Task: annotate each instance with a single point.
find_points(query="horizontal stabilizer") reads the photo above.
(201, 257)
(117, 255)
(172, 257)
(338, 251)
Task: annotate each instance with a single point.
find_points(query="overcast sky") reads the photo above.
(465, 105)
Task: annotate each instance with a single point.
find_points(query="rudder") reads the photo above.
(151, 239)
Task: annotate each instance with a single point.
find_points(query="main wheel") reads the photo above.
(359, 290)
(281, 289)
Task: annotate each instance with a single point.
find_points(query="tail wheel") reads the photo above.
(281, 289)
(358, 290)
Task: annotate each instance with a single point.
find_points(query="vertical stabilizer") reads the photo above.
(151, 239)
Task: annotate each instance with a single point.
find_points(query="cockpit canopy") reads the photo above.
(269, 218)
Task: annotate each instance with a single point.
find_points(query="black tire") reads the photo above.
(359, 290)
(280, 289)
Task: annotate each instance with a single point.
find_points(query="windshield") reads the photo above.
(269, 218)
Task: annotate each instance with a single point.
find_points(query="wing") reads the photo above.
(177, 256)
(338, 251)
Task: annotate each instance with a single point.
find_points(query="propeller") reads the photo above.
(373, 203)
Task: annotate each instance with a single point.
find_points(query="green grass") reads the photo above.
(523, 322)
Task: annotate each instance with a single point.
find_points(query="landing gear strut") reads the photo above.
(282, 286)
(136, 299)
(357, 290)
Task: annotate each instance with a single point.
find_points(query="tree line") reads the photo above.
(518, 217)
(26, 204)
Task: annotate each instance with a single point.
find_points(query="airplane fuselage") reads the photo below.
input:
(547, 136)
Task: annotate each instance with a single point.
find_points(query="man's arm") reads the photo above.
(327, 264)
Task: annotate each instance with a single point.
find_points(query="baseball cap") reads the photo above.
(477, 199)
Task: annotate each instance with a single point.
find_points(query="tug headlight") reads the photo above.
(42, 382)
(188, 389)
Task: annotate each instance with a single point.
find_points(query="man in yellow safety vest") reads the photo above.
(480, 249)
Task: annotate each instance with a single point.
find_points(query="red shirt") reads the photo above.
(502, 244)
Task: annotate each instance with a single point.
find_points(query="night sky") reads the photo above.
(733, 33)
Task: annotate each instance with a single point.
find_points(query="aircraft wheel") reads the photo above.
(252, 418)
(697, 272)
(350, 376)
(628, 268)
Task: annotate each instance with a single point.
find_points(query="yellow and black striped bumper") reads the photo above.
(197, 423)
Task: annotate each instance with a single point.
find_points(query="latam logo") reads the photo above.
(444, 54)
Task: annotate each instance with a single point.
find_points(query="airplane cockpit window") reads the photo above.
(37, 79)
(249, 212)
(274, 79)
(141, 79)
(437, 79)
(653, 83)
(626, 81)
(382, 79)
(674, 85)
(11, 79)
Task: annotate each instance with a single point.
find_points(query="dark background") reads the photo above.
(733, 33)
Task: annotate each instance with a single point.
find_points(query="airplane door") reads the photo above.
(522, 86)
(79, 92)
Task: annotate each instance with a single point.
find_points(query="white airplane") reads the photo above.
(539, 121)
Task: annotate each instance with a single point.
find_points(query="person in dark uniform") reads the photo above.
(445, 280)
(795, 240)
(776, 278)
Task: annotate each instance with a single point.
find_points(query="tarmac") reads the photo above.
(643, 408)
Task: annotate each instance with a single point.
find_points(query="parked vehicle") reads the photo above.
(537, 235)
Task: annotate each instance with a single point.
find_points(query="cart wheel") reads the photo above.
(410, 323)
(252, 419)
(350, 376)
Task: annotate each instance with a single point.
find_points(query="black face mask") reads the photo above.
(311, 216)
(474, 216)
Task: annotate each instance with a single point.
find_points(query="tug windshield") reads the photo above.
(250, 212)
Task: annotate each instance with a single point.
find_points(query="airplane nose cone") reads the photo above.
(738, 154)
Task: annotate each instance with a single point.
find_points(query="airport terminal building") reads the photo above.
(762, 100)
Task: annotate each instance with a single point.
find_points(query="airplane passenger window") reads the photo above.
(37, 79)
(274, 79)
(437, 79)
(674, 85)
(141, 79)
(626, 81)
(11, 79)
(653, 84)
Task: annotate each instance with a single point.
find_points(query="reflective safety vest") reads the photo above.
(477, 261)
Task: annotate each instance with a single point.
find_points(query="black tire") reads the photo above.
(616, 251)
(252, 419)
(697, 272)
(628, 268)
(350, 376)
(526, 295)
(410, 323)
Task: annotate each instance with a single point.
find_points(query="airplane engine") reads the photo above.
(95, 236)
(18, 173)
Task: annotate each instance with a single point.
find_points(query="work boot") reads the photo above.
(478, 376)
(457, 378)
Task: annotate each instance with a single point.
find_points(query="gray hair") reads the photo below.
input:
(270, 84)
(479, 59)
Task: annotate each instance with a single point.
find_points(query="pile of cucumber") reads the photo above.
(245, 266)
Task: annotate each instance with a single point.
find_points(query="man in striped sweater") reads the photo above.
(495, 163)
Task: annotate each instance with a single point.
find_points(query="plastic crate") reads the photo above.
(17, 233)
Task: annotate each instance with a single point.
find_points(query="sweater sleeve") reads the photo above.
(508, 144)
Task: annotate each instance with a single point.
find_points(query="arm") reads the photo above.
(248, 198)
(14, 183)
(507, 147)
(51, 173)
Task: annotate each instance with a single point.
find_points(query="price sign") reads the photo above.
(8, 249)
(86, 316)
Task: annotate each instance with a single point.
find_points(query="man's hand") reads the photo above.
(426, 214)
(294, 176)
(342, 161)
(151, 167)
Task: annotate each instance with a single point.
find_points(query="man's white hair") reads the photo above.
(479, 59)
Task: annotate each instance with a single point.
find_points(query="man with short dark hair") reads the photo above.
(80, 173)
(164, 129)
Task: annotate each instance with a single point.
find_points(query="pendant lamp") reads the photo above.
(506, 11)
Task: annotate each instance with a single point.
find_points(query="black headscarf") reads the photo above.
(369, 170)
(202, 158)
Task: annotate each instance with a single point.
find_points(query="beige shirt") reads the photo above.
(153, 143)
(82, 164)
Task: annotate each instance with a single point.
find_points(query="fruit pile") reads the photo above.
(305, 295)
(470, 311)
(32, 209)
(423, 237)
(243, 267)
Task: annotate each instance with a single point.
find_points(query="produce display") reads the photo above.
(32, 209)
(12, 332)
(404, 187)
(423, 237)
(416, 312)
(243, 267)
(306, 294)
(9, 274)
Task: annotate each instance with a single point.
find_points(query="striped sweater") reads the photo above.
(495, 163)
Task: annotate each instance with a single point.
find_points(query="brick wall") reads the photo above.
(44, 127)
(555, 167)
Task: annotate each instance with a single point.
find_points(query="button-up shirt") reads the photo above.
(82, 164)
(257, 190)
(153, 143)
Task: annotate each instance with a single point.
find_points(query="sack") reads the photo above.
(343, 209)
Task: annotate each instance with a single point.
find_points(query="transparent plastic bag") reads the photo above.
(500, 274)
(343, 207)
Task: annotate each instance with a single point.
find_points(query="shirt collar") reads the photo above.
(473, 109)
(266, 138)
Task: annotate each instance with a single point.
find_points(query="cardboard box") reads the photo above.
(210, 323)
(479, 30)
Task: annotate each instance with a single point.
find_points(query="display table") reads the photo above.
○ ○ ○ ○ ○ ○ ○
Task objective: Report every line of the records that holds the string "display", matching case exactly.

Solution below:
find_points(query="produce display") reads the photo above.
find_points(query="display table") reads the photo above.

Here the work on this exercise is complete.